■ Goal of the exercise: Copy out the entries that follow, exactly as written.
*** Given records ***
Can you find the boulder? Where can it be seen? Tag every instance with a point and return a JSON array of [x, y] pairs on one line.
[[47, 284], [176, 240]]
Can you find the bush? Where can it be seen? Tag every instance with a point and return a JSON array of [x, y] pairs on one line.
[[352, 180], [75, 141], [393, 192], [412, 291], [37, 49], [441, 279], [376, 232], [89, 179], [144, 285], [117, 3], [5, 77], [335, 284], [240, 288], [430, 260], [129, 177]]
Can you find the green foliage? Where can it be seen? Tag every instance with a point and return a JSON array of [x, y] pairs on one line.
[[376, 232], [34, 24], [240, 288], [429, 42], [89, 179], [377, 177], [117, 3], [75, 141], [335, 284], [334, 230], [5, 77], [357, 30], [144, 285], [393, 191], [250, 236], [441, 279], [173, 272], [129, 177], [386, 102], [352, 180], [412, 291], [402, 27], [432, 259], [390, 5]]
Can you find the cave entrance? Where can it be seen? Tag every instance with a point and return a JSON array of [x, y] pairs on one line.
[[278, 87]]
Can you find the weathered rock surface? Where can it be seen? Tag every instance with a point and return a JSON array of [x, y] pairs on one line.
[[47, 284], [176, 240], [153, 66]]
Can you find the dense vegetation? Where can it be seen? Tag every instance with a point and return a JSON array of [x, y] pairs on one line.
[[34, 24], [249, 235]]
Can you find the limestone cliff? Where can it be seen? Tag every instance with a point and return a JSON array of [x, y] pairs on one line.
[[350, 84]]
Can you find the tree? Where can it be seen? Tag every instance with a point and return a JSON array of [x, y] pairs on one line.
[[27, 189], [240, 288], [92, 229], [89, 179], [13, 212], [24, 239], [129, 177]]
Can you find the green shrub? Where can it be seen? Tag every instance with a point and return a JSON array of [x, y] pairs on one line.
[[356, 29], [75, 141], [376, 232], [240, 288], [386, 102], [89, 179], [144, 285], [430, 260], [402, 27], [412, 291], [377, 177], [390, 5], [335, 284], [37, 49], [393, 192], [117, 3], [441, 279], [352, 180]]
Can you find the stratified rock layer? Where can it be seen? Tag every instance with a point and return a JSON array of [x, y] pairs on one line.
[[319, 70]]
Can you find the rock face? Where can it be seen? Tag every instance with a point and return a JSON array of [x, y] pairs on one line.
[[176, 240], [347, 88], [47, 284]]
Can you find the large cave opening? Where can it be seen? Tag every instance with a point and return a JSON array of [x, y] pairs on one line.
*** End of Given records ***
■ Response:
Can you find the boulder? Where can it be seen? Tag every instance with a point and return a JSON array of [x, y] pairs on one line.
[[47, 284], [176, 240]]
Can you find the bush? Where can it be seen? Tag every instance with a point and return a JSON array of [x, y] pairs on one line.
[[352, 180], [75, 141], [393, 192], [412, 291], [37, 49], [441, 279], [376, 232], [89, 179], [144, 285], [117, 3], [5, 77], [335, 284], [240, 288], [430, 260], [129, 177]]
Can you find the green foliage? Where can it be seen? Tag every instance with a point and return a JSON array of [x, y] pairs on one line.
[[376, 232], [34, 24], [240, 288], [429, 42], [89, 179], [377, 177], [117, 3], [75, 141], [335, 284], [334, 230], [5, 77], [357, 30], [144, 285], [393, 191], [250, 236], [441, 279], [173, 272], [129, 177], [386, 102], [352, 180], [412, 291], [402, 27], [432, 259], [390, 5]]
Can you find the cave entrance? Where can it be seen? Tag every instance with a point and return a JSON array of [x, y] pairs on one line.
[[278, 87]]
Can you find the weathered rock surface? Where can it be seen? Tag every instance with a point and return a JSON array of [x, y] pairs on one line.
[[47, 284], [176, 240], [153, 66]]
Can you find the dense vegetation? Where can it be seen? Tag every instance with a point and return a JSON array of [x, y] pairs on one line.
[[34, 24], [249, 235]]
Can you find the limestone cliff? Where can it be seen? Tag every instance with a point and return a JSON array of [x, y] pairs on one line.
[[350, 84]]
Can you find the tree? Where can it be seen? Tag every instance with a point and return a JSON array of [x, y] pairs on one line.
[[27, 189], [240, 288], [92, 229], [89, 179], [13, 212], [24, 239], [129, 177]]
Can you find the green shrub? Where can it be seen? Tag every instance with a point and return a JSON array of [x, y] pairs on one line.
[[356, 29], [75, 141], [376, 232], [240, 288], [386, 102], [89, 179], [144, 285], [430, 260], [402, 27], [412, 291], [377, 177], [390, 5], [335, 284], [37, 49], [393, 192], [117, 3], [441, 279], [352, 180]]
Can you find the stratified rock layer? Where can it be seen? Tag every instance with a point and return a JSON array of [x, y] pairs on one line.
[[319, 70]]
Can you find the rock face? Where can it be seen? Tag every instance with a point and return a JSON array of [x, y] pairs on one line.
[[176, 240], [347, 88], [47, 284]]
Can you find the large cave opening? Where can it be seen? Tag every instance with a point and return a JSON array of [x, y] pairs on one line.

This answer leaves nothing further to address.